*** Фрагмент

Все это прекрасно, и, дай Бог, чтобы все мусульмане следовали этим прекрасным заветам. Очень хочу поверить именно в такую перспективу. Тем более, что те мусульмане, с которыми много раз встречался и встречаюсь, в подавляющем большинстве - нормальные, добрые, очень хорошие люди.
Что такое исламский «мiр»
«Умеренные» и «традиционные» авторитеты твердят и твердят нам, что все бесчеловечные зверства творят не «подлинные» мусульмане, а террористы и экстремисты, составляющие всего лишь малюсенькое меньшинство в мусульманском мире. Но как тогда относиться к тому, что очень значительная часть мусульман по всему миру, включая тех, кто живет в Лондоне, Амстердаме или Гамбурге, была вне себя от радости, когда Нью-Йорк и Вашингтон подверглись атаке? Тому есть неопровержимые доказательства и даже нет необходимости их здесь приводить. Как относиться к тому, что 80 процентов палестинских арабов аплодируют «шахидам»-смертникам, а миллионы других арабских и неарабских мусульман не считают их террористами и, наоборот, превозносят за «мученичество»? Если «ислам - религия мира», то значит ли это, что все эти десятки и даже сотни миллионов «правоверных» - еретики и богоотступники с точки зрения ислама? Не слишком ли много еретиков? Однако ни один исламский богослов из числа глаголящих о «религии мира» не признает существования «проблемы еретичества» в более-менее значимых масштабах. Наоборот, все они, повторю, утверждают, что речь идет едва ли не о кучке отщепенцев.

******
*** Данные для обработки

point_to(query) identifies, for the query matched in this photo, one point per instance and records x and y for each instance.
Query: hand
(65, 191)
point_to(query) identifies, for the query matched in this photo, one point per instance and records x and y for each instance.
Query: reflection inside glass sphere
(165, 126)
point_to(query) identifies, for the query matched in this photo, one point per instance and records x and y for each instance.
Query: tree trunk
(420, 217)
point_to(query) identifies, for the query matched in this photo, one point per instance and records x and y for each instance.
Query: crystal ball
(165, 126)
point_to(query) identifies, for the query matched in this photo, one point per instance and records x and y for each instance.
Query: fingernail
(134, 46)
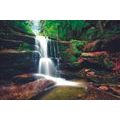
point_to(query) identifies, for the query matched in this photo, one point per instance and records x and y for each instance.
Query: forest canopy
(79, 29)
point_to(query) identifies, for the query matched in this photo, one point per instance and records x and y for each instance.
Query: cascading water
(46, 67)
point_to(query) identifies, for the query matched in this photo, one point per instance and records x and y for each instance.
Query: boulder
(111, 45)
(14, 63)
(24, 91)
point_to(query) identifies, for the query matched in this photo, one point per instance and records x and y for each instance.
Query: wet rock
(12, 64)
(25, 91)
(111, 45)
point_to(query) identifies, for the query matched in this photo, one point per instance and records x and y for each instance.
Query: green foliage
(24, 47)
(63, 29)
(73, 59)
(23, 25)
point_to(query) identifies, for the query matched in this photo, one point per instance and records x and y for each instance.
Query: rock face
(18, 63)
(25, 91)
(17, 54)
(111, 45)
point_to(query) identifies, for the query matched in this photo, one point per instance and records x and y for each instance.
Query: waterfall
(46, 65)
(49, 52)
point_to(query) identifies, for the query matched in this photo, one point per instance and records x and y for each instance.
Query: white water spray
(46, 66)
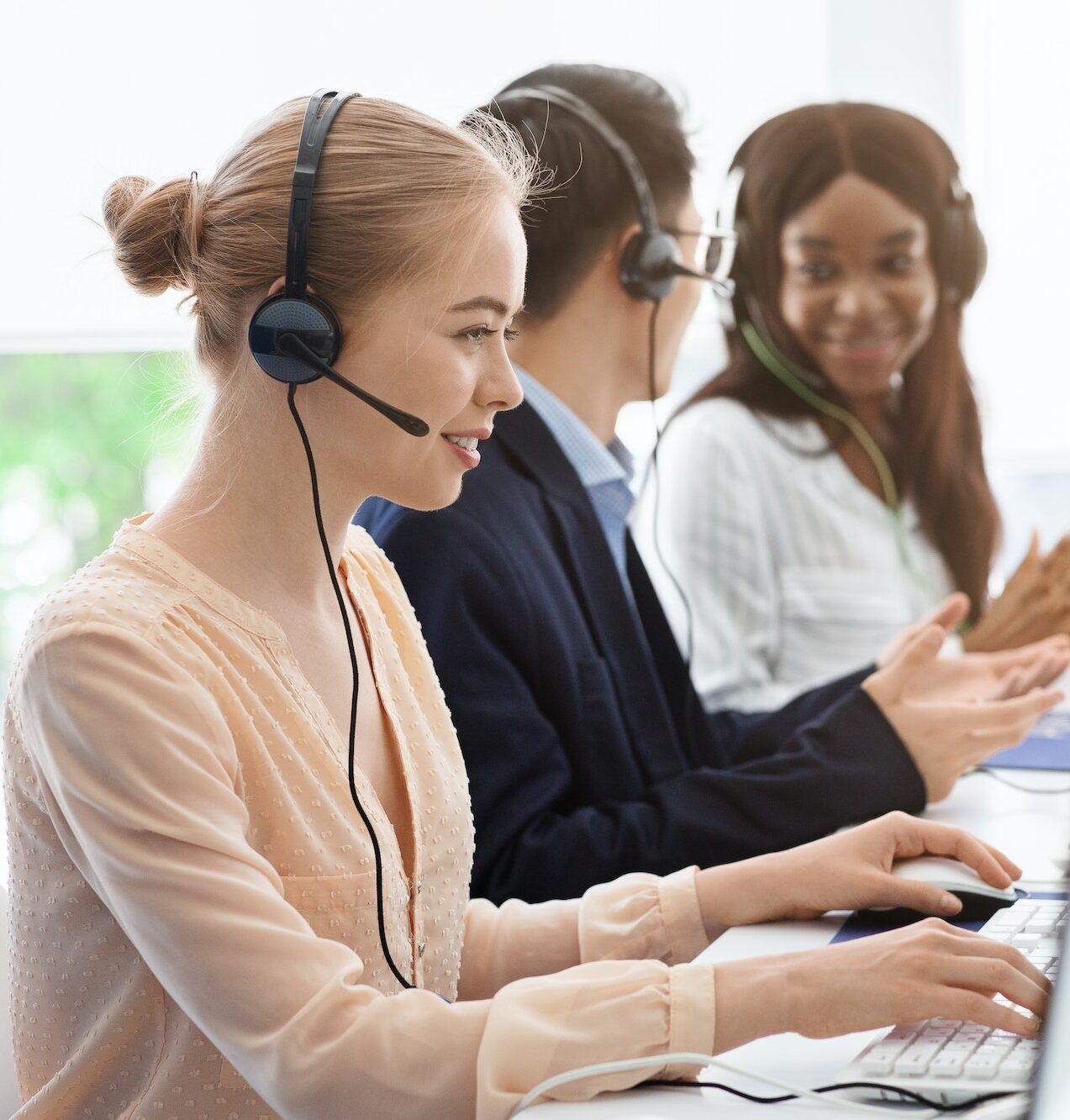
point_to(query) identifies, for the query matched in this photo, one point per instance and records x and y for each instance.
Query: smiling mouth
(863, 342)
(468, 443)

******
*** Данные для обработки

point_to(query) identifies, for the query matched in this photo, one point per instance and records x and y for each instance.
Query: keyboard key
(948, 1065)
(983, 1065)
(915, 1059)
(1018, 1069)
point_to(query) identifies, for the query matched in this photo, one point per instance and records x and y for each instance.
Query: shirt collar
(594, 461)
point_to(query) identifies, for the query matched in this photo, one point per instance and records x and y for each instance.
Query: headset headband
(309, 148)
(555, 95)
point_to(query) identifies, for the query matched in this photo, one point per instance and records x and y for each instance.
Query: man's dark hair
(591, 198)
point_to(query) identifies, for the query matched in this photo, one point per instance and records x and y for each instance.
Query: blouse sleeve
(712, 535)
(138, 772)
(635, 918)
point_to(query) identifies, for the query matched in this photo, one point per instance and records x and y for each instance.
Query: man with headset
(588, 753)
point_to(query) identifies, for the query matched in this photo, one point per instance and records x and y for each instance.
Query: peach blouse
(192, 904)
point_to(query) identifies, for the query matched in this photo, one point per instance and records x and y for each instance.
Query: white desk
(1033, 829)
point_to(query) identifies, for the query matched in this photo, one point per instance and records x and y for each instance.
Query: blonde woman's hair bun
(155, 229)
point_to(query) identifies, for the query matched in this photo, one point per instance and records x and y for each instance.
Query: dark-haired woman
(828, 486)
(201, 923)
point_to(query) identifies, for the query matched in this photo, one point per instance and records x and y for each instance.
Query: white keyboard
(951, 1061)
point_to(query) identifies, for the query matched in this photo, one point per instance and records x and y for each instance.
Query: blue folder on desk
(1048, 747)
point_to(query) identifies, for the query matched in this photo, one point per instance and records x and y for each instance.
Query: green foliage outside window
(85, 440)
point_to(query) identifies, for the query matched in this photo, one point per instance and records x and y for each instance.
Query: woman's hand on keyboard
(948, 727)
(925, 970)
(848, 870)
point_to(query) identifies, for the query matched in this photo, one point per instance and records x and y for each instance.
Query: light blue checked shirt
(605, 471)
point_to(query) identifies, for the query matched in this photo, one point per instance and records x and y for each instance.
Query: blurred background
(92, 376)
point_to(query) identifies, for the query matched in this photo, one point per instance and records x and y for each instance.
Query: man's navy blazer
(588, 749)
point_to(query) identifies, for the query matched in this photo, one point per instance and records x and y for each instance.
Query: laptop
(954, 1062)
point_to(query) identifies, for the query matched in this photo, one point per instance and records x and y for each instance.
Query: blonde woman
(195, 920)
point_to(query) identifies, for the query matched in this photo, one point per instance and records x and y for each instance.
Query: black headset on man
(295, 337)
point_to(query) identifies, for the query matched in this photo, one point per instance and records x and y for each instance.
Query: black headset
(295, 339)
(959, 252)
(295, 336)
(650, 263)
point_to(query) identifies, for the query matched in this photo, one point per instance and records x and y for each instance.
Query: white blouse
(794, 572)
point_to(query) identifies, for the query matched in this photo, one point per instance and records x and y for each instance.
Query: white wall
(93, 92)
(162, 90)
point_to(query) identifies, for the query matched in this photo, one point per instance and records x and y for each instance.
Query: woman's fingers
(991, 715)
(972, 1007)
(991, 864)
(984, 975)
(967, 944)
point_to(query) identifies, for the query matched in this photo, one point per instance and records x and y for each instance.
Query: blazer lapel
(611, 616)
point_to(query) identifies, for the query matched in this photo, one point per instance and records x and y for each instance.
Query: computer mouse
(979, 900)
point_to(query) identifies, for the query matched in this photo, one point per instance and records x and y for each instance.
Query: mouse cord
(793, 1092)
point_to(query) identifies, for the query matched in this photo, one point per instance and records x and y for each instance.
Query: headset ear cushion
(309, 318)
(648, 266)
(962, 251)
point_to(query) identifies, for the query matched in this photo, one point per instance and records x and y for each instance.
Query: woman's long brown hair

******

**Что нужно сделать**
**a)** Повторите дословно часть фрагмента между словами «Все это прекрасно, и, дай» и «очень хорошие люди.» включительно.
**b)** Найдите в записях все строки, где есть слово «hand», и выпишите их, пожалуйста, с учетом регистра букв.

**Готовые решения**
**a)**
Все это прекрасно, и, дай Бог, чтобы все мусульмане следовали этим прекрасным заветам. Очень хочу поверить именно в такую перспективу. Тем более, что те мусульмане, с которыми много раз встречался и встречаюсь, в подавляющем большинстве - нормальные, добрые, очень хорошие люди.

**b)**
Query: hand
Query: woman's hand on keyboard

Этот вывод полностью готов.